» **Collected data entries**
====

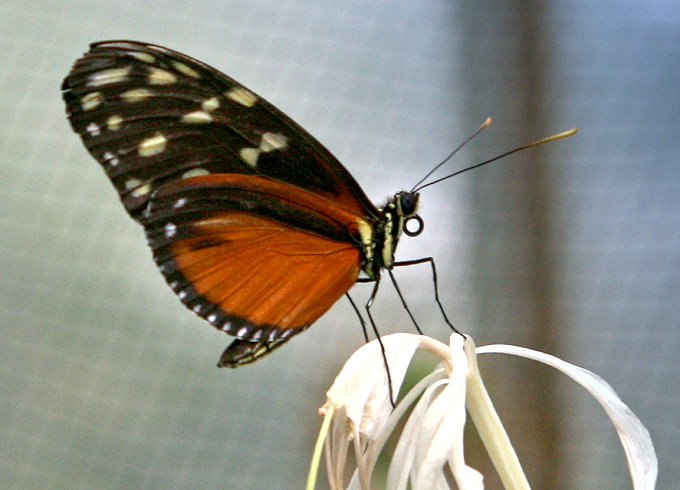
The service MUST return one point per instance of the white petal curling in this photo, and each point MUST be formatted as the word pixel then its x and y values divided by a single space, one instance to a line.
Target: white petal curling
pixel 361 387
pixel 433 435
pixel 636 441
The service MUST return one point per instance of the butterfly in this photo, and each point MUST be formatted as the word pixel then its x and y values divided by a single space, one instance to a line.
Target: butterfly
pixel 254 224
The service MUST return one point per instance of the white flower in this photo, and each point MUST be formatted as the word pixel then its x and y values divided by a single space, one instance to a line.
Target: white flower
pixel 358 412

====

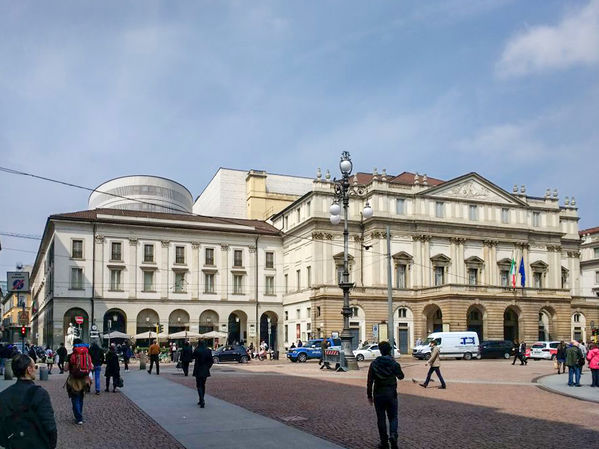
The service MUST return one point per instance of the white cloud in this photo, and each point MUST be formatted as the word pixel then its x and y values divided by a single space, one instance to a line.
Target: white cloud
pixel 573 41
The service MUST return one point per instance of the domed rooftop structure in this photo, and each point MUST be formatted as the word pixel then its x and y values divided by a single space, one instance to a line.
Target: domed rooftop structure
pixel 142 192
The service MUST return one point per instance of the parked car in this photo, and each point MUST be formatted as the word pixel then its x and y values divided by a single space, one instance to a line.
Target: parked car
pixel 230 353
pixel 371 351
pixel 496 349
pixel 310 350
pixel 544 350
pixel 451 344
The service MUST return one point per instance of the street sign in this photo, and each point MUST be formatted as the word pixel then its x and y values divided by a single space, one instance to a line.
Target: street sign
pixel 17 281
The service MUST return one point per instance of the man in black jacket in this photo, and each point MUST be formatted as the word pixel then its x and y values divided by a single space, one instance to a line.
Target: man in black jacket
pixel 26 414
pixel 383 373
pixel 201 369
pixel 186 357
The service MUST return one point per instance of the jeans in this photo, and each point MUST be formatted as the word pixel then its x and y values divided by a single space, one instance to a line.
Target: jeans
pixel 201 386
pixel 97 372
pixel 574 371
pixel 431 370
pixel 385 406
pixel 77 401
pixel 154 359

====

» **TASK STATEMENT**
If a line in the records above includes the string "values", copy it.

» **ANSWER SECTION**
The service MUST return one point per instance of the white petal curling in this photo, and each point MUST be formatted as the word pixel then its x and y values divided by a single space, one instance to a line.
The service MUST return one point per instance of the butterfly in this photo, and each point MUST be formatted as the word pixel then its x and y values divided by a single space, one instance to a line.
The service MUST return one point per instance of the white flower in this photo, and each point MUST be formatted as the word pixel then its x and y values divided by a single space, one instance to a line.
The service MUST return one point per instance of the white cloud in this photo, and each point MUST be formatted as the word pixel then its x and y values divided by a single space, one instance to a line.
The service MUST return one point per instance of the domed rooftop structure in this photo, and each point MUST be formatted as the word pixel then its x and y values divided by a single space, one instance to a line.
The service MUST return one point per instance of the parked car in this photo, and each point MUST be formatted as the word pixel then its x and y values divided by a single space, one instance to a line.
The service MUST return one point per instance of the street sign in this photo, and each point MUST be formatted as the word pixel then its x and y values divided by a single space, one instance to a line.
The service MUST return one point per instance of the man in black jacket in this photo, and each point MUST be formatted as the word pixel then its x and y values divided by a single space, one instance to a line.
The service MUST return one point per instance of the jeans in this photo, and each point MUST be formatted as the word pixel then its x and y values divided by a single space, one instance to a line.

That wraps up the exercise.